## RAW RECORDS
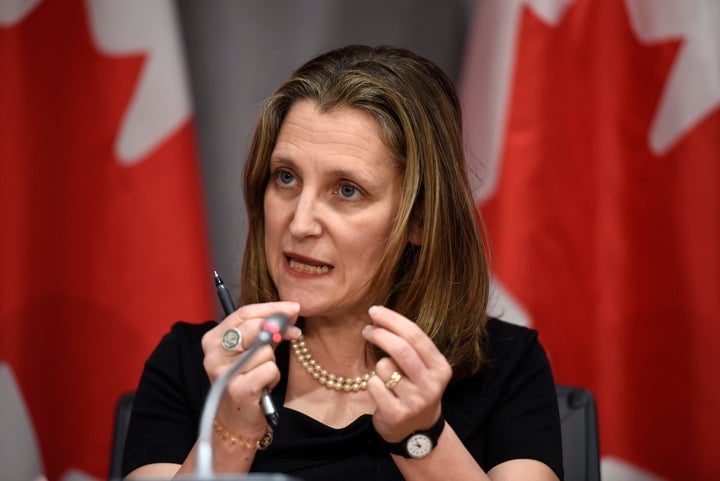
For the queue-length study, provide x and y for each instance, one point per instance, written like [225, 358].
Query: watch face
[419, 446]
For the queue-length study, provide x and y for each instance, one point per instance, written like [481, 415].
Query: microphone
[271, 331]
[266, 402]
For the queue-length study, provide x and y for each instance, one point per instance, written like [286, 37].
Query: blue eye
[285, 177]
[348, 191]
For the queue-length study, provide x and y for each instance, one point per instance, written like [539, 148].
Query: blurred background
[592, 132]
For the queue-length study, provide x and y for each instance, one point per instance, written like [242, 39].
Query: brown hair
[443, 283]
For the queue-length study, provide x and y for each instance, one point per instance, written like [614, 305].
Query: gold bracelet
[243, 442]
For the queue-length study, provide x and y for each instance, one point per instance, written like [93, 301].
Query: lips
[307, 265]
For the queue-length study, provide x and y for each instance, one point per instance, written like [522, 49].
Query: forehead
[344, 134]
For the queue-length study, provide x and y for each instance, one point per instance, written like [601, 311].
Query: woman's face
[330, 204]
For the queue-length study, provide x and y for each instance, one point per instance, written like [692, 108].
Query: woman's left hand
[413, 402]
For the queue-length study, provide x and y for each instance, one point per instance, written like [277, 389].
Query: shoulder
[180, 347]
[508, 344]
[516, 361]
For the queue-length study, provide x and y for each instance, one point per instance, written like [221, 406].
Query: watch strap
[433, 433]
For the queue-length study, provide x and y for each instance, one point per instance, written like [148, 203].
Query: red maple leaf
[613, 250]
[98, 259]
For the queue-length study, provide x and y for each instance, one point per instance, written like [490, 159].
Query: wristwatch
[420, 443]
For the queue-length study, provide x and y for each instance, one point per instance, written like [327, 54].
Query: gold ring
[232, 340]
[394, 379]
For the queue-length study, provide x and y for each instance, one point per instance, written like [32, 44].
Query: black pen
[268, 407]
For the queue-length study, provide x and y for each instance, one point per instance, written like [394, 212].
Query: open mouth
[305, 267]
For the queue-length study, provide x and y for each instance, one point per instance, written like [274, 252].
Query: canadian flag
[594, 137]
[103, 242]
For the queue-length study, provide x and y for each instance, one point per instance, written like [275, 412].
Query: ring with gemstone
[232, 340]
[394, 379]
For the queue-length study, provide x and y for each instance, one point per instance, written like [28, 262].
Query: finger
[389, 372]
[410, 332]
[402, 352]
[388, 405]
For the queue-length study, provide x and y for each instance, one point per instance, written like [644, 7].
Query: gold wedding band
[232, 340]
[394, 379]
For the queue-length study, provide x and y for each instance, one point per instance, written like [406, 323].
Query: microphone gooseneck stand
[272, 330]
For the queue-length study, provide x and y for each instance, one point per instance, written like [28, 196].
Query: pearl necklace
[327, 379]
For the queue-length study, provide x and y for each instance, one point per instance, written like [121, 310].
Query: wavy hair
[442, 283]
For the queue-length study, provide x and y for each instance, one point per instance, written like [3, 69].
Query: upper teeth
[308, 268]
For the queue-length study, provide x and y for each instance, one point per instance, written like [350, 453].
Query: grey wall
[238, 51]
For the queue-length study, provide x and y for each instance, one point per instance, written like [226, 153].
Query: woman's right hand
[239, 408]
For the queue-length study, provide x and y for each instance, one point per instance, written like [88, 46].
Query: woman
[363, 231]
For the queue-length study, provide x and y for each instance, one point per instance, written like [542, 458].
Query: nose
[305, 221]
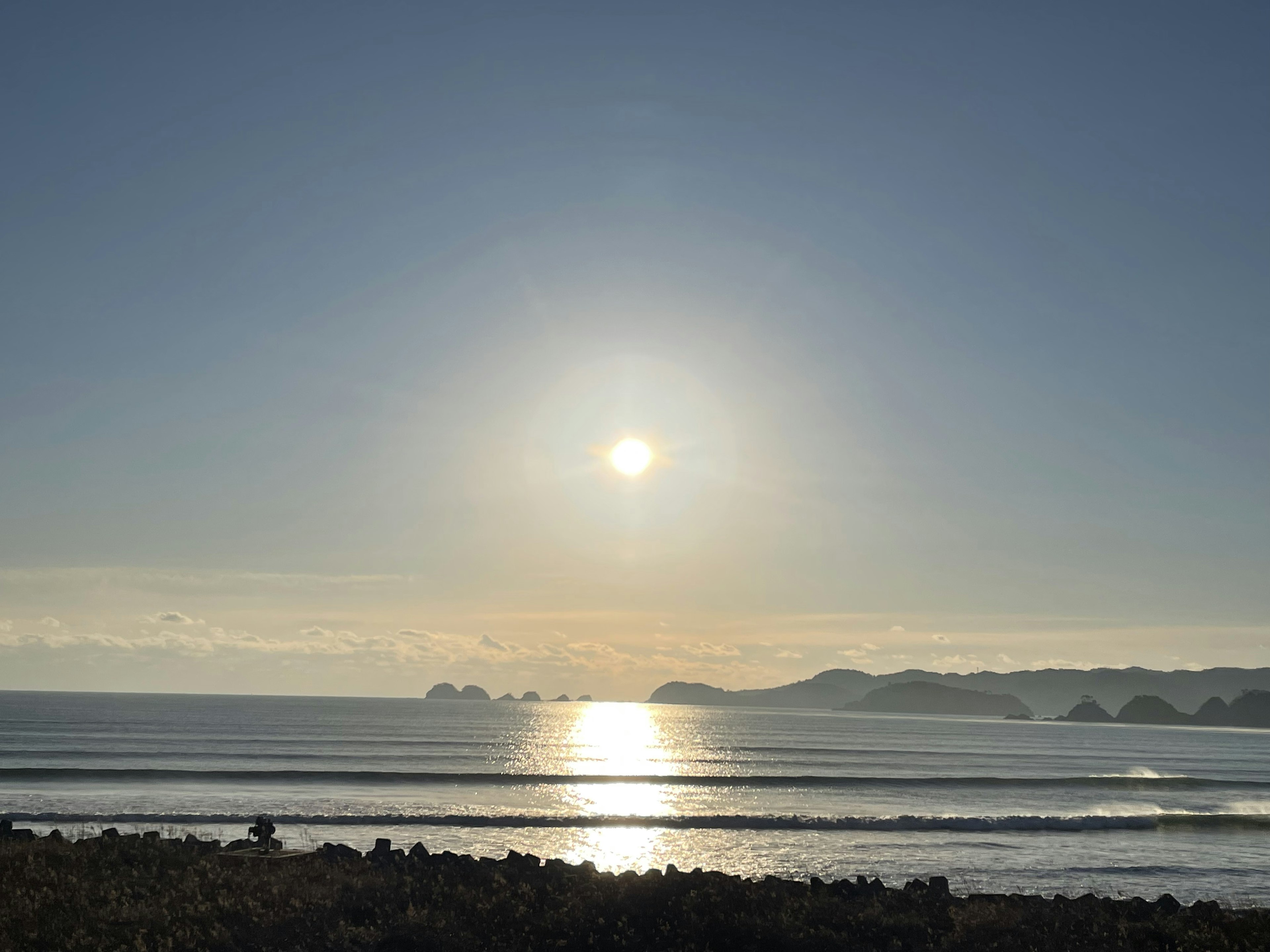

## AIM OF THE EXERCISE
Rewrite all the lines above as a numbered list, one line per number, skipping blank lines and leaving out the pictures.

## REPLY
1. For the queue-length study, provide x and y for each instance, one point per instance, written like [225, 358].
2. Query: watch face
3. [419, 446]
4. For the queue-length study, provide x and y for each instance, one point per instance, written like [481, 415].
5. Query: microphone
6. [271, 331]
7. [266, 402]
8. For the queue-length study, provide x and y for each instance, one point per instance, written like [286, 37].
9. Query: blue eye
10. [285, 177]
11. [348, 191]
12. For the queue-length study, provide x and y for each instance, one point per instance, written like [539, 148].
13. Query: blurred background
14. [592, 132]
15. For the queue-length study, provide x and y for each instance, one point per instance, written like [242, 39].
16. Query: brown hair
17. [443, 283]
18. For the queue-length study, provide x and y for each instance, one point per instance, written like [614, 305].
19. Query: gold bracelet
20. [243, 442]
21. For the queue-length study, provide x and y for each instance, one point per instance, written like [93, 301].
22. Query: lips
23. [307, 265]
24. For the queue-length study, provide x and y for each instance, one point per instance, written like [522, 49].
25. Query: forehead
26. [344, 134]
27. For the queue-length study, provide x and y for each instance, one point per instance, written like [601, 311].
28. Query: woman's face
29. [330, 204]
30. For the queue-length study, provide x and y for each instance, one point per instance, written like [692, 108].
31. Query: woman's left hand
32. [413, 402]
33. For the queue-length study, provide x and y for each instance, one point per instance, written like [277, 389].
34. Query: shoulder
35. [180, 347]
36. [508, 344]
37. [516, 361]
38. For the queue-length study, provide x and y for each instance, one point per instance, written like [221, 406].
39. Query: watch strap
40. [433, 433]
41. For the queue-length study, provide x and y for each instance, one point per instance, written like [148, 203].
42. Query: red maple leaf
43. [613, 250]
44. [98, 259]
45. For the queue-length study, provide x and y for each instance, one point per instance, written like [490, 159].
46. Query: wristwatch
47. [420, 443]
48. For the queue-length study, provide x and y for each instance, one point per instance, written like [327, 54].
49. Query: gold ring
50. [232, 340]
51. [394, 379]
52. For the queue-length study, provide x and y for each instance, one point per instance, written like [32, 44].
53. Query: black pen
54. [268, 407]
55. For the queue-length study, provide x and y for each instance, one point per instance, written like [394, 212].
56. Query: open mouth
57. [305, 267]
58. For the queue-length study, provide x and y for each instance, one point per instance, written like [274, 252].
59. Query: canadian flag
60. [594, 137]
61. [103, 242]
62. For the queue-length study, provide x and y for each instance, one point per instance, written like [275, 412].
63. Query: ring with gemstone
64. [232, 340]
65. [394, 379]
66. For the queue-length study, provide x and y for each instance, one point per instance, written like [28, 262].
67. Query: finger
68. [389, 372]
69. [410, 332]
70. [402, 352]
71. [388, 405]
72. For the queue-length study, provide x and y for each instance, one point per instance, written like [644, 7].
73. Query: gold wedding band
74. [232, 340]
75. [394, 379]
76. For the queue-length study, provide x and y for each instance, one point per instance, written like [406, 323].
77. Query: microphone gooseneck stand
78. [272, 330]
79. For the queue-length study, provide x and y for each instance, one point per instance, written like [28, 196].
80. Query: pearl necklace
81. [327, 379]
82. For the queue-length study, provide x and y for each instance, one point per instance, written like [121, 310].
83. Query: wavy hair
84. [442, 283]
85. For the queue-length study, provide x and y for each instance, one point per instance, written like [3, 69].
86. Query: upper teeth
87. [308, 268]
88. For the queue-length study, provide x and y for each instance, one point per instance, written like [350, 453].
89. Query: grey wall
90. [238, 51]
91. For the queue-length study, provide x and y for each instance, one point per instance, written like [226, 153].
92. Query: woman's right hand
93. [239, 408]
94. For the queue-length study, provide x and y for each instance, one point per instance, written like [88, 46].
95. Query: woman
96. [363, 231]
97. For the queue-length study, provide x and y for each instance, one point per instance, written like [542, 458].
98. Query: nose
99. [305, 221]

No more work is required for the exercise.